RECORDS.
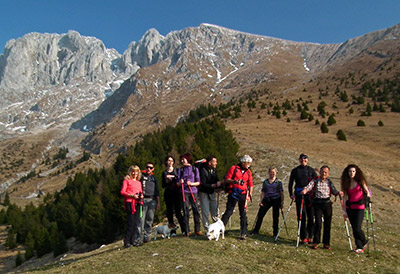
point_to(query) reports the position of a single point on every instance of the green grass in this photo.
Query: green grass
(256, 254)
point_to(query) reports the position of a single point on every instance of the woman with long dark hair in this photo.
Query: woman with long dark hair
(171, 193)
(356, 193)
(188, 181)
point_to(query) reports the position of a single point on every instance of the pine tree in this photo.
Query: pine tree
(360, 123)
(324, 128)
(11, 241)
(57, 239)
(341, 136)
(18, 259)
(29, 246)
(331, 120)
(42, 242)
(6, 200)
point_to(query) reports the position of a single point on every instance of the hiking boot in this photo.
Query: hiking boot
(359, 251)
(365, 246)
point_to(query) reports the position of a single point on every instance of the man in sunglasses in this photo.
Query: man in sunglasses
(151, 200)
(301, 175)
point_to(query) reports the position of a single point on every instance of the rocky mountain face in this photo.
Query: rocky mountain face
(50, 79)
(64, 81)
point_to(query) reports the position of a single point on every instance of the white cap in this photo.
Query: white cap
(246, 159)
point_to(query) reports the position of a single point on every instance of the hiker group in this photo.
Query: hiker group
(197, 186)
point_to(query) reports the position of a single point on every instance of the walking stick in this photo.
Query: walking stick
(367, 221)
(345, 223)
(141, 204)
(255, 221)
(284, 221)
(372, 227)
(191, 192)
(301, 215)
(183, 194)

---

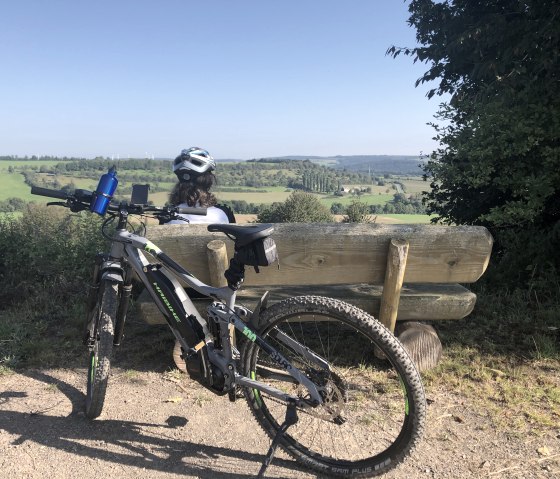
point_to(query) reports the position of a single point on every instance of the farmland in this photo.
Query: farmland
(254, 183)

---

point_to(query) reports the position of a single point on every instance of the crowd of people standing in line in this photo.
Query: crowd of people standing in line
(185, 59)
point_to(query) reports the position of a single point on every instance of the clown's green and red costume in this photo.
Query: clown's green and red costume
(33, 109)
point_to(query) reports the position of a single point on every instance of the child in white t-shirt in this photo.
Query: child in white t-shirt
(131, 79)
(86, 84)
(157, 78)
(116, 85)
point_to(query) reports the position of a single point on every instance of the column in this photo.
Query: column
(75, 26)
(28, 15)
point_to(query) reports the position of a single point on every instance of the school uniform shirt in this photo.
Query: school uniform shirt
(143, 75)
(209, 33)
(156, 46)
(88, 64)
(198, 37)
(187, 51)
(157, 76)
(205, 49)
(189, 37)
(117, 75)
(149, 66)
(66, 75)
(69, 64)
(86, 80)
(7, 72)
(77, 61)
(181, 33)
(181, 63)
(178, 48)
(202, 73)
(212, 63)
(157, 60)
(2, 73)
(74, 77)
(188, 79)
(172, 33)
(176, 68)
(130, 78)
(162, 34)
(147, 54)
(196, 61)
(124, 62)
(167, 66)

SET PROBLEM. List each line of the items above that contains the string "hiker". Case counts.

RESULT.
point_to(query) reports the position of a single point on every instance of the hiker group in this photo.
Query: hiker group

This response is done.